» WRITTEN EXERCISE 1: Scale each x,y coordinate in the answers of the entries following the forum thread by 2.5, rounding to whole numbers with halves up, and reproduce all their lines, requests included.

Isaiah through Malachi - 34 lectures - Dr. Richard Belcher, Jr.

*New Testament*
Gospel and Acts - 48 lectures - Dr. Knox Chamblin
Pauline Epistles - 47 lectures - Dr. Knox Chamblin
Hebrews through Revelation - 45 lectures - Dr. Simon Kistemaker

*Church History*
History of Christianity I - 32 lectures - Dr. Frank James
History of Christianity II - 30 lectures - Dr. Frank James
The Church and the World - 27 lectures - Dr. W. Andrew Hoffecker
History of Missions - 35 lectures - Dr. Sam Larsen

*Theology*
Intro to Pastoral and Theological Studies - 23 lectures - Dr. Richard Pratt, Jr.
Theological Foundations - 24 lectures - Dr. Derek Thomas
Systematic Theology I - 38 lectures - Dr. Douglas Kelly
Systematic Theology II - 20 lectures - Dr. Douglas Kelly
Systematic Theology III - 38 lectures - Dr. Douglas Kelly
History of Philosophy and Christian Thought - 36 lectures - Dr. John Frame
Pastoral and Social Ethics - 42 lectures - Dr. John Frame
Christian Apologetics - 26 lectures - Dr. John Frame
C.S. Lewis - 26 lectures - Dr. Knox Chamblin


----------



## Scott

These are very cool. I downloaded the History of Missions to my iPod and have been listening to it.


----------



## reformedman

wow! I can't believe this is available. People, don't pass up this opportunity! I'm going to download these as soon as I get home.


----------



## Casey

Great! Thanks.  Now . . if only the Learning Company would follow their example . . .  (the "free" part, I mean)


----------



## RamistThomist

what's the difference between clicking "get tracks" and "subscribe?"


----------



## Answerman

When I found out about this, I immediately said a prayer to bless RTS and the people responsible for offering these. I have been putting off going to seminary for a long time for financial reasons and have been using all of the free material that I could find on the web, but not many of these sources offer this level of training. I am going to immediately tell all of my Christian friends about these treasures.

Free materials like these may very well spark a revival in this nation, if only Christians would use these kinds of things instead of going home and turning on the zombie tube.

Glory be to God!


----------



## BobVigneault

Draught Horse said:


> what's the difference between clicking "get tracks" and "subscribe?"

» WRITTEN EXERCISE 2: In the forum thread, why has Answerman been relying on free material from the web? Answer in one to three sentences.

» TASK DATA:

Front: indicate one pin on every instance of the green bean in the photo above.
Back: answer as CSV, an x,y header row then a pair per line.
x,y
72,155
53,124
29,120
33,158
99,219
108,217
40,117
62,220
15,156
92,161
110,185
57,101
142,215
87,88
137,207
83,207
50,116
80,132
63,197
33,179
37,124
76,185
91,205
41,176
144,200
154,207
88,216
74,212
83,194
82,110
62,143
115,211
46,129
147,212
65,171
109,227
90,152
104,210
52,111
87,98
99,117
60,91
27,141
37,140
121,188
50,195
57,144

» CORRECT RESPONSE 1:
Front: indicate one pin on every instance of the green bean in the photo above.
Back: answer as CSV, an x,y header row then a pair per line.
x,y
180,388
133,310
73,300
83,395
248,548
270,543
100,293
155,550
38,390
230,403
275,463
143,253
355,538
218,220
343,518
208,518
125,290
200,330
158,493
83,448
93,310
190,463
228,513
103,440
360,500
385,518
220,540
185,530
208,485
205,275
155,358
288,528
115,323
368,530
163,428
273,568
225,380
260,525
130,278
218,245
248,293
150,228
68,353
93,350
303,470
125,488
143,360

» CORRECT RESPONSE 2: Answerman has put off going to seminary for a long time for financial reasons. In the meantime, Answerman has been using all the free material available on the web.